▸ Source document:
--------------------

But don;t take this to an extreme, you would not want to do 1Ohm - 1Ohm

@ Mike,
sorry mate, but no matter how i use the values in your formula, i never end up getting 12V, not even close.
we know the following values:

• R1 to VCC = 29.7KOhm
• R2 to ground = 7.4KOhm
• VCC at sensor = 4.55V
• reading of pin A1 = 729 (setLiniarScale = 1023)
can you please lay out the formula with those values, having 12V as the result?

wow, more details while writing new reply.

@ RobvanSchelven
no, there was nothing connected to it.
I took readings during a run, but the values shown here are the ones from the voltage divider with only the power supply connected and it being set to 12.0V
no extra leads, meters or anything

I am confused!

with 4.55 as the voltage being measured, you will never have 12v.

--------------------

▸ Entries shown:
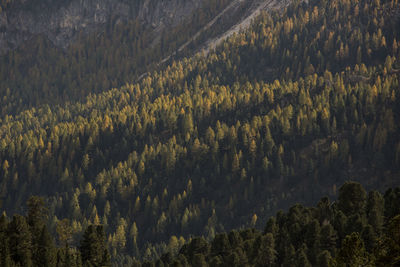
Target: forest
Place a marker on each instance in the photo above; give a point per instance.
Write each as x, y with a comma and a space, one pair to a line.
284, 112
359, 229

--------------------

▸ What you will do:
A. In the voltage divider thread, what was the power supply set to when the readings shown were taken?
B. Translate this sentence from the voltage divider thread into Spanish: "with 4.55 as the voltage being measured, you will never have 12v."

▸ Completed exercise:
A. 12.0V

B. Con 4.55 como el voltaje que se mide, nunca tendrás 12 V.